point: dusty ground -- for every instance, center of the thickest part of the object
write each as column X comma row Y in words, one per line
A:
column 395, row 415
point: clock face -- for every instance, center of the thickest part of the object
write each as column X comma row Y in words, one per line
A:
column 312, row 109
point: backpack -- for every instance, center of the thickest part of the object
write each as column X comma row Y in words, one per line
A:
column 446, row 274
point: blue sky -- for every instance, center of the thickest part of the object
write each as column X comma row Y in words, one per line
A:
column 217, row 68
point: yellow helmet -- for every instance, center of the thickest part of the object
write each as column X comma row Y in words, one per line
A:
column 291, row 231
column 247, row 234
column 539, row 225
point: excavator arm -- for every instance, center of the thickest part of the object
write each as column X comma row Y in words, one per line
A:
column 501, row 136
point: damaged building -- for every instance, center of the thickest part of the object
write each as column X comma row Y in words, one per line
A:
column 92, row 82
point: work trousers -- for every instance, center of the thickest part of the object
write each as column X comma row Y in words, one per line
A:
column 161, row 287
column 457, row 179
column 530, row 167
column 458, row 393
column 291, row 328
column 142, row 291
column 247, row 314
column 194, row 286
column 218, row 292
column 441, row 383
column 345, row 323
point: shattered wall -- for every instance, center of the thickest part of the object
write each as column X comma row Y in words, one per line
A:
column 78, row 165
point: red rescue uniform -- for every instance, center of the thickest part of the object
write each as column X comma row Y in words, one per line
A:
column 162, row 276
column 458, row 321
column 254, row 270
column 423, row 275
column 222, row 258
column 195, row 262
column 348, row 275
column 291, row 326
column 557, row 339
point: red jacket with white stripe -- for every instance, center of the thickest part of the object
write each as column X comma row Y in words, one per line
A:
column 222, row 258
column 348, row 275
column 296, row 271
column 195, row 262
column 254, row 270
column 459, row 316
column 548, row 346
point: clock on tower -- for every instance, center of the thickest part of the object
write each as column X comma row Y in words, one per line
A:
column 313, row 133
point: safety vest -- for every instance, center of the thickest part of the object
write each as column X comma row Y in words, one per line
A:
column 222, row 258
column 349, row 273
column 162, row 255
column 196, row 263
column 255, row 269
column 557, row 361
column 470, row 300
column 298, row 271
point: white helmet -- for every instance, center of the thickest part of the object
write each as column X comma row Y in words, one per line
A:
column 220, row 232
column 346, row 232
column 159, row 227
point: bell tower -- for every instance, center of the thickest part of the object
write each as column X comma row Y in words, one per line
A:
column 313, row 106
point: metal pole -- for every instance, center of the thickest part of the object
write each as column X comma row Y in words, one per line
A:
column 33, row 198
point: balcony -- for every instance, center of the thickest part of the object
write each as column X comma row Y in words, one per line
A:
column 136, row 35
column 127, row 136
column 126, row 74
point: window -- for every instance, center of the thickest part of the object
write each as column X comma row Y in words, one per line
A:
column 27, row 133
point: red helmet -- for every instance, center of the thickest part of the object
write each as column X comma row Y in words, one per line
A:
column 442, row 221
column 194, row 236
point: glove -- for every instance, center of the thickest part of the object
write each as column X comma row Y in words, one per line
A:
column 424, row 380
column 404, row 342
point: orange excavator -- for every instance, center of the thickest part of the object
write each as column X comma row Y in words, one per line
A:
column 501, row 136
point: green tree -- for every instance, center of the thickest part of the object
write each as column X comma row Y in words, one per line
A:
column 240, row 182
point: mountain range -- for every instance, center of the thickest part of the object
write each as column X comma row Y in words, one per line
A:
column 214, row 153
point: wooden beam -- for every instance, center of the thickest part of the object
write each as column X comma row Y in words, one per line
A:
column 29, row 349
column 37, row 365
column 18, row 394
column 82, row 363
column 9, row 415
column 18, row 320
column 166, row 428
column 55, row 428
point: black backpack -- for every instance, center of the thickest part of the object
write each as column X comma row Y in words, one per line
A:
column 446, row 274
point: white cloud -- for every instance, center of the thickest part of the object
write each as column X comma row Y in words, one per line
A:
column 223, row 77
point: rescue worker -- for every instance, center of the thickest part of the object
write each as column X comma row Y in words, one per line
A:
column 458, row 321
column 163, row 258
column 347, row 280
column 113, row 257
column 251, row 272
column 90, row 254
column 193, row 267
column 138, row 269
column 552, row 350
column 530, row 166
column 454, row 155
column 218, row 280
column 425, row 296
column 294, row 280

--

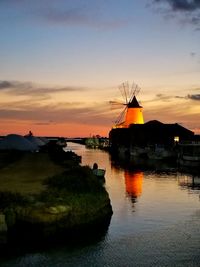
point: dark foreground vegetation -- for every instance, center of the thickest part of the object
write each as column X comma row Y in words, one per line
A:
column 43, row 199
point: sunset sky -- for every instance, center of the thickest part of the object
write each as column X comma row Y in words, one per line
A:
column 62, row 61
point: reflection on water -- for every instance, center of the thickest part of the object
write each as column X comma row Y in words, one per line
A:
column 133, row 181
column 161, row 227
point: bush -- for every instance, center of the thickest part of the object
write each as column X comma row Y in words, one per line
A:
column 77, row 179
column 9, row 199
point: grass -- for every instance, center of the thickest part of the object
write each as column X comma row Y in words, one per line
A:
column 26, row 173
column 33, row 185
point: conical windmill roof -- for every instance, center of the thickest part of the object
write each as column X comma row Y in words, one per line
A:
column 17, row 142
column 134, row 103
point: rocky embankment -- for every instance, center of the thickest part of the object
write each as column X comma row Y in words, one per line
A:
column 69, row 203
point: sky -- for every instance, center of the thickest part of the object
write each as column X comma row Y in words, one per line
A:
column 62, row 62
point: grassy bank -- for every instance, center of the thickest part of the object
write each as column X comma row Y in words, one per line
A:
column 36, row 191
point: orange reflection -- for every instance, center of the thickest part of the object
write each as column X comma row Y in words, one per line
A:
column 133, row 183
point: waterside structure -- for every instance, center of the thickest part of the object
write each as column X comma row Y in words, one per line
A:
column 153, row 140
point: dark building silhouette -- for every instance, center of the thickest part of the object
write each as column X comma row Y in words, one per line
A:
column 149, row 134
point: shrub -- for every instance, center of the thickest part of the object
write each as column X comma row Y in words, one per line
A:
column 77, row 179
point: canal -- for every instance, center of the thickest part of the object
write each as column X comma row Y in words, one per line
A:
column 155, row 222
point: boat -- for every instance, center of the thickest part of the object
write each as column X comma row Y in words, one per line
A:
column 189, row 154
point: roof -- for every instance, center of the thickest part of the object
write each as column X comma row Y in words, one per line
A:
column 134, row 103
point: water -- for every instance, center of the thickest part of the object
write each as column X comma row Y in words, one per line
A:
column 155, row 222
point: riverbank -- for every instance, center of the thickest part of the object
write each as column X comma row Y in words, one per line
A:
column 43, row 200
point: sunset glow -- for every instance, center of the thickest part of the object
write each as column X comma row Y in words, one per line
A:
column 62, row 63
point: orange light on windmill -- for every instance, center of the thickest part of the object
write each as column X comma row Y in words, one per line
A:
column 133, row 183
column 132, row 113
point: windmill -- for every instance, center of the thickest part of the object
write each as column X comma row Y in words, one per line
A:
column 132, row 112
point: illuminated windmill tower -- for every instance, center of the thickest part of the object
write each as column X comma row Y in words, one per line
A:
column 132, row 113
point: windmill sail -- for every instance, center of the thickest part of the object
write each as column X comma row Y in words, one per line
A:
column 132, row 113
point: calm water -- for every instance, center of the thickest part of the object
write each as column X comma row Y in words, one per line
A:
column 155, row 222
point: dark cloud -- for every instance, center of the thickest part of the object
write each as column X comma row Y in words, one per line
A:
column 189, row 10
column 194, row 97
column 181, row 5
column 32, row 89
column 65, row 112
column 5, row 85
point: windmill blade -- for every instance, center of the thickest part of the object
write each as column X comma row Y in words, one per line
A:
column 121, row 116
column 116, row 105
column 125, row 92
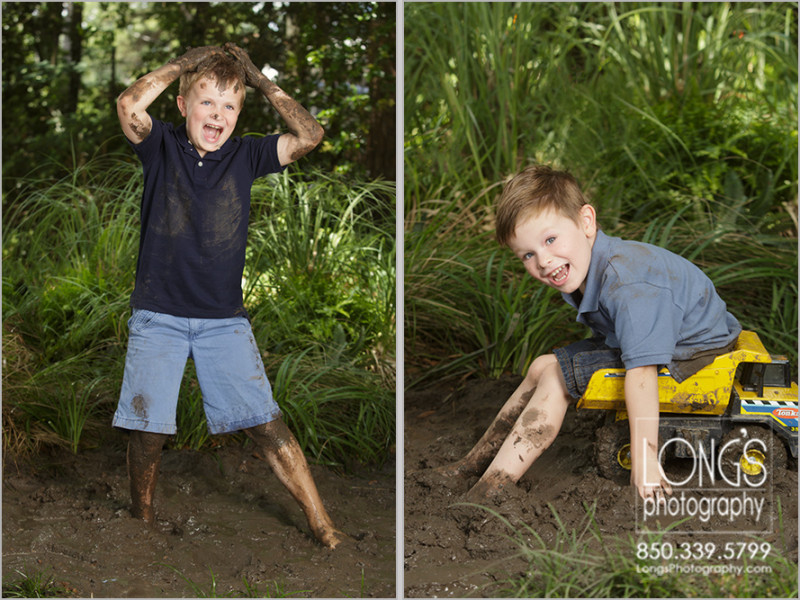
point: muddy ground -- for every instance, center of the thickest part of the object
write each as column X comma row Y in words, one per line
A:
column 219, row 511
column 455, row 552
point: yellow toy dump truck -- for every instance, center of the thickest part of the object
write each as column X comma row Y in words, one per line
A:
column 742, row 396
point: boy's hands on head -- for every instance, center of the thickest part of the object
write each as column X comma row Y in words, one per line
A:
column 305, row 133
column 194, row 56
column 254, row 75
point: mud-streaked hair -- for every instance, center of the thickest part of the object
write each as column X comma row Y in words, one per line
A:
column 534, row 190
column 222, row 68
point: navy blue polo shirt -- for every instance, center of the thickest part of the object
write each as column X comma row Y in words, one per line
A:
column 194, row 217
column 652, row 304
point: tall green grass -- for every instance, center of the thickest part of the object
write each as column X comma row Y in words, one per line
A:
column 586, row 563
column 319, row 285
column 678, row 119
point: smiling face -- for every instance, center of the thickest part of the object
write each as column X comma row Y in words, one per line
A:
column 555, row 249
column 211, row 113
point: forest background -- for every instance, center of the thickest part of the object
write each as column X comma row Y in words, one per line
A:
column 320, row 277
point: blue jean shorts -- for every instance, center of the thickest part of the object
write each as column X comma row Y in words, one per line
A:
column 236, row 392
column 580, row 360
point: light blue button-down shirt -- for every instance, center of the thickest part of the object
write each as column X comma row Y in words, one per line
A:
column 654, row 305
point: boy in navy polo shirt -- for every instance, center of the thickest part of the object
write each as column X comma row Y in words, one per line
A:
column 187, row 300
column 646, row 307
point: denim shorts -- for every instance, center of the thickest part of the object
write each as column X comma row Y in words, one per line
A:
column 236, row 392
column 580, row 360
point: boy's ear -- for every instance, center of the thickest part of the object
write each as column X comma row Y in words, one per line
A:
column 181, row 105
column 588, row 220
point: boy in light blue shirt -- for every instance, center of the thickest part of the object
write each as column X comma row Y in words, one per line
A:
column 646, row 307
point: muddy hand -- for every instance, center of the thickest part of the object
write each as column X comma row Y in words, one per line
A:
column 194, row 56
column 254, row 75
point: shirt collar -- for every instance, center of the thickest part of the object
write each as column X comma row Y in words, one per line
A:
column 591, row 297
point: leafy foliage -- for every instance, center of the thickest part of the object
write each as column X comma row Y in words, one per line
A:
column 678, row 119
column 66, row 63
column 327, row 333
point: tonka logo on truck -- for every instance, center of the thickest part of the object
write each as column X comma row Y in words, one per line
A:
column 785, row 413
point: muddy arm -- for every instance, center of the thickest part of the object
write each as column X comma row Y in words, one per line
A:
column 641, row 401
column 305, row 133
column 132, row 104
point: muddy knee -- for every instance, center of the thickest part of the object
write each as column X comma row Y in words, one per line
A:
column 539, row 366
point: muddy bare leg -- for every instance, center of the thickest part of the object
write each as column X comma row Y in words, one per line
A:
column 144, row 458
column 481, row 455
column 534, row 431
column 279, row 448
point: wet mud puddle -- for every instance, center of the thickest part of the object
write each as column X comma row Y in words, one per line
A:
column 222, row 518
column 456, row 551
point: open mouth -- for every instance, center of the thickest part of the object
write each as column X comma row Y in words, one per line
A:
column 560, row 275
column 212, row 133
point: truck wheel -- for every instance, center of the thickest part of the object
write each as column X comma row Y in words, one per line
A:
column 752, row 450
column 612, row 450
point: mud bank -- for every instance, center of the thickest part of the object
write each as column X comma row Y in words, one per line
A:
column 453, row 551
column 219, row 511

- **Exercise description**
Filter the records for the word "muddy" and show every line that has it.

- **Result of this task**
point: muddy ground -- for every instance, center of the thickest part of the object
point: muddy hand -- for every instance, center of the thickest part of the object
point: muddy arm -- for every instance, center of the thickest part of the object
point: muddy knee -- for every instance, center of the thickest part of the object
point: muddy bare leg -- for every instance, center of the thickest part of the object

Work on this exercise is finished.